▶ Short problem
Rewrite all the items below, putting "image above" in place of "photograph above" and keeping everything else the same. Leave the pictures out of your answer.

▶ Listed entries
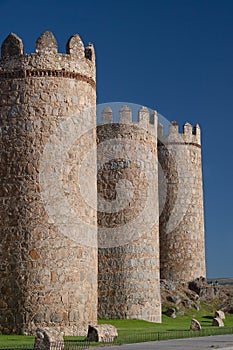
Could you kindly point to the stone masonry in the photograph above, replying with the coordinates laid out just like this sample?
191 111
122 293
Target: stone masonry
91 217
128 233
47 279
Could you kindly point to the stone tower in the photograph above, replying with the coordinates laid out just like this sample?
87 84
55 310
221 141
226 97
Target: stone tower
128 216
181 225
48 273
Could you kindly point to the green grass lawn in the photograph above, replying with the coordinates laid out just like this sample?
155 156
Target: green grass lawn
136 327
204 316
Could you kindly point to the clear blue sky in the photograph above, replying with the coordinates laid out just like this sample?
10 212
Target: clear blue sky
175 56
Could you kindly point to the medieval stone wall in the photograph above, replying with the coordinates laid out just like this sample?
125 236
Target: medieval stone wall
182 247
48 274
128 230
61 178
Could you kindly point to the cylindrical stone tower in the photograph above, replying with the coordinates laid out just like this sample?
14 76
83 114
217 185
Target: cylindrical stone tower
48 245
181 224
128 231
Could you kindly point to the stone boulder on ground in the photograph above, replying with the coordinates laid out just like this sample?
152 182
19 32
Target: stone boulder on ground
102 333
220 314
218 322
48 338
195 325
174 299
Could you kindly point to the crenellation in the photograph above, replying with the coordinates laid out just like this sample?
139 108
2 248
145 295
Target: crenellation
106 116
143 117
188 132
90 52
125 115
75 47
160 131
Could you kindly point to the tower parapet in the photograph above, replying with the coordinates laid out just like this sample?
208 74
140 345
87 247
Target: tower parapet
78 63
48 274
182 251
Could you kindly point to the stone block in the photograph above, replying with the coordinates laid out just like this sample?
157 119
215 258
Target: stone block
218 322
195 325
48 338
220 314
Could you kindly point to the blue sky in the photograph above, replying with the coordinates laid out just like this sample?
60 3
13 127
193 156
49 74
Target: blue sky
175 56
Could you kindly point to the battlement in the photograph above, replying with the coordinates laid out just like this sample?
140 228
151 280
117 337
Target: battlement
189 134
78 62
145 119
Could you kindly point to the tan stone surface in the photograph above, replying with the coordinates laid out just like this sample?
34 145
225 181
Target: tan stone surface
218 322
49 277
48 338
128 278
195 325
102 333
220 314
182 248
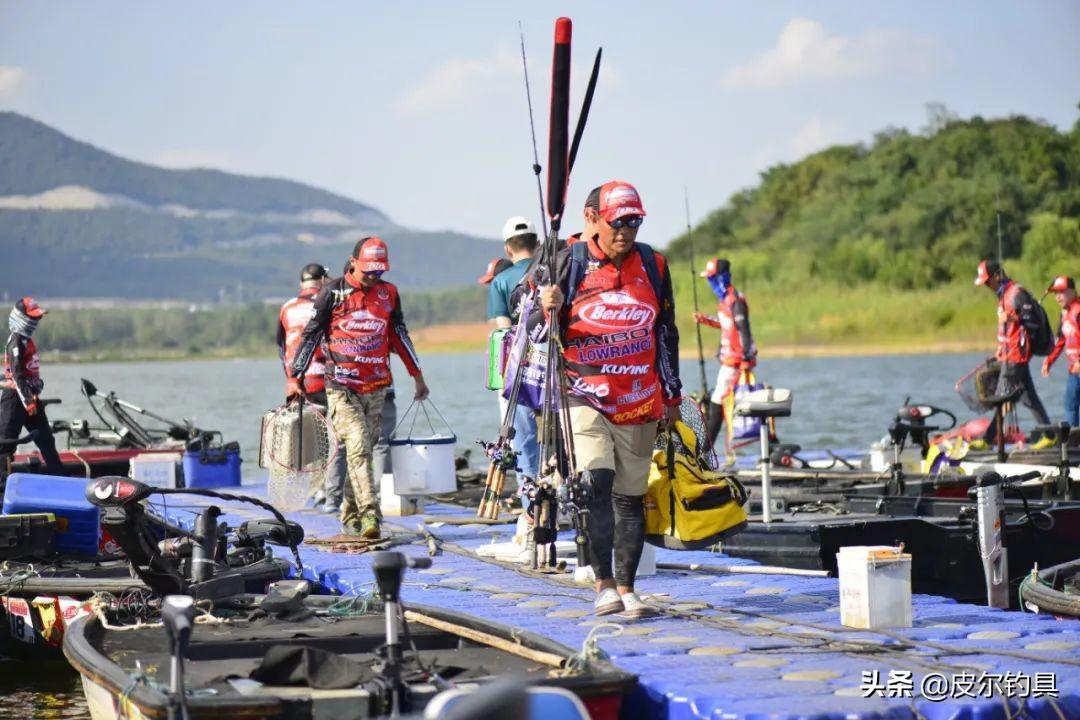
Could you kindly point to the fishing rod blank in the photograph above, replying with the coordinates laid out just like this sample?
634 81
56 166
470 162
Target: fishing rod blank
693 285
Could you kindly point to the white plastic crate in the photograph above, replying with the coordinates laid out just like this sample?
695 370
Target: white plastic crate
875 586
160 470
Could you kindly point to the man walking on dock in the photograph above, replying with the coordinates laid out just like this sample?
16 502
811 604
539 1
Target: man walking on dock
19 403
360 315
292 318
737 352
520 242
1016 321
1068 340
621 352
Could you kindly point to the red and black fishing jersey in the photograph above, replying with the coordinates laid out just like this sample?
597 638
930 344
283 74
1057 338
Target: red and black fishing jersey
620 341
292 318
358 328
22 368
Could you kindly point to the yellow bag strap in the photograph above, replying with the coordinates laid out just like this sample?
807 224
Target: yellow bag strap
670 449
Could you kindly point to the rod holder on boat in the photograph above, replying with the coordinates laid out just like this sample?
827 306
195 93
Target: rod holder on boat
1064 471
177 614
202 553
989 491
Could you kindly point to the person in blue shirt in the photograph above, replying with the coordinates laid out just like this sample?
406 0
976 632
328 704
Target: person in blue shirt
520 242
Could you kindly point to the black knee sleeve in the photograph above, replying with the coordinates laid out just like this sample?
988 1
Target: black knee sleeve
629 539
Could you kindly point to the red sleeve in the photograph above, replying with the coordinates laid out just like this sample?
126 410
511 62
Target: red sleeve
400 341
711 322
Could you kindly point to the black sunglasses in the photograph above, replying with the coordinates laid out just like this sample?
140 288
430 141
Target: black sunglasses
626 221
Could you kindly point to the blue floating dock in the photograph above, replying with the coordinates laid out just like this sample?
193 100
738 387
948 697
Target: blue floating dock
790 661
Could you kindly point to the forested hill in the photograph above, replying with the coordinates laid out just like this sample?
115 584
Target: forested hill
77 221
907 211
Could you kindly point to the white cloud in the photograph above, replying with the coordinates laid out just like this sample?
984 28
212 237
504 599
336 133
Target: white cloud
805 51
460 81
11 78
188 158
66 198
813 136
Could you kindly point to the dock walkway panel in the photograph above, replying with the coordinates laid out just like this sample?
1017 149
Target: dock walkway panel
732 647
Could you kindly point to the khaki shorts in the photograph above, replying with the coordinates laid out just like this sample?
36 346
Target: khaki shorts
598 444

▶ Result below
Could you kindly point to the stone masonry in the image above, replying with the coordinates laid out just like this sample?
191 111
122 293
Target: stone masonry
91 217
128 233
47 279
Could you kindly point to the stone tower in the image above, replying with the coordinates laid out just like this sample?
87 84
55 310
221 141
226 97
Target: stone tower
128 216
181 225
48 273
Could you kindly point to the green grass lawn in the image above, replying with the coordinates laid out just like this sample?
155 156
Target: green grass lawn
136 327
204 316
Could you kindly point to the clear blue sky in the image above, replying with the coordinates laid out just like this sample?
10 212
Target: clear blue sky
175 56
Could you kindly point to the medieval stone wall in the image above, replying with the coordinates laid out just like this sample?
125 236
Target: medieval stone wall
182 247
48 274
128 230
61 178
Could you kindly point to the cylindrical stone tower in the image above, replying with the coordinates laid out just like this sample?
14 76
83 114
217 185
Target: cylindrical stone tower
48 245
181 224
128 231
Could you kindly point to the stone boulder on ground in the image above, replying with the coordinates laid out just like this sample?
152 182
19 32
Target: stone boulder on ground
102 333
220 314
218 322
48 338
195 325
174 299
Could you kindly point to the crenellation in the image above, replying with the coordinates laid out just like this sample?
139 108
2 248
145 295
Target: crenellation
106 116
143 117
188 132
90 52
125 115
75 47
160 131
Could you kindly point to the tower parapet in the image above, replying with the coordinates laid out just like this sample?
208 74
140 345
87 247
Target: tower parapet
78 63
48 274
182 251
Could you kindly point to the stone block in the image above, replying with the coordinates laid out just like this sample?
157 119
215 258
Target: stone block
218 322
195 325
48 338
220 314
Could you kindly point to the blue sky in the image above, replying with the coordinates laid out just like this sample?
60 3
13 127
193 156
49 74
Target: blue sky
175 56
Could you kindly point to the battlement in the image above, replying with the coordinates laid out just like this sample?
140 228
151 280
117 337
Target: battlement
189 134
78 62
145 119
Could you kindly point to the tan stone surface in the image above, replying with the coordinates laid out just like this sample?
34 145
225 181
Target: tan stone surface
218 322
49 277
48 338
128 278
195 325
102 333
220 314
182 248
Could you kindly point to the fishing rod blank in the image above, replying with the coordinates laid out just like this sample?
634 81
56 166
470 162
Target: fishing rod blank
693 285
Could you kindly point to the white plastic crate in the image above, replying with the coordinates laid out just like this sample?
695 370
Target: white plastic crate
875 586
160 470
Could you kindly point to the man walking on dock in the image above, replying with the coordinates laid out just like this sample?
16 502
811 604
539 1
Target: man walking on dock
19 403
360 315
292 318
737 352
520 242
1016 321
1068 340
621 352
Could you kindly point to the red and black fishing jersey in the image above, replying with the coordinates laid out just like this sample?
597 638
930 344
283 74
1057 338
Target: red and black fishing jersey
620 341
292 318
358 328
22 368
Could you kindly point to the yellow bag strap in the image above, replying with the coordinates laid out just like this sample?
807 224
Target: yellow bag strap
670 449
Could you kindly point to the rod holder on boat in the image above, replying with the coordinates laid out just like this sample?
827 306
195 93
Target: rod holder on boat
1064 471
177 614
202 553
989 491
Could you kindly point to the person in blue shirt in the image above, replying with the coordinates laid out just like this sample?
406 0
976 632
328 704
Target: person in blue shirt
520 242
Could you kindly point to the black knee sleeve in the image above, replying with the coordinates laid out just like this sample?
988 1
Target: black knee sleeve
629 539
Could you kindly point to the red sleeve in the image above, replying with the coordinates laid out just like this sample?
126 410
511 62
Target: red sleeve
400 341
711 322
Could you kindly point to the black sunglasses in the image above, replying with the coordinates laid out just like this sample?
140 288
430 141
Target: black sunglasses
626 221
Could you kindly point to the blue floating dock in the image above, replying with the coordinates laid out just like this sample?
193 100
738 387
948 697
Target: blue floating dock
790 661
Could you kindly point to the forested hill in the image above, replying with the coordinates laid out just like this sample?
115 584
Target: forested hill
77 221
907 211
Could you kindly point to the white cloud in the image above, replying with the coordinates laid out just like this sample?
984 28
212 237
504 599
336 133
Target: white cloud
805 51
460 81
11 78
188 158
66 198
813 136
Could you kindly point to the dock walkway panel in the image above, replying with the coordinates laid out just like this sample?
1017 149
Target: dock walkway panel
732 647
Could you kindly point to the khaki shorts in the image above, replying with the coordinates laid out just like this sample?
36 346
Target: khaki shorts
598 444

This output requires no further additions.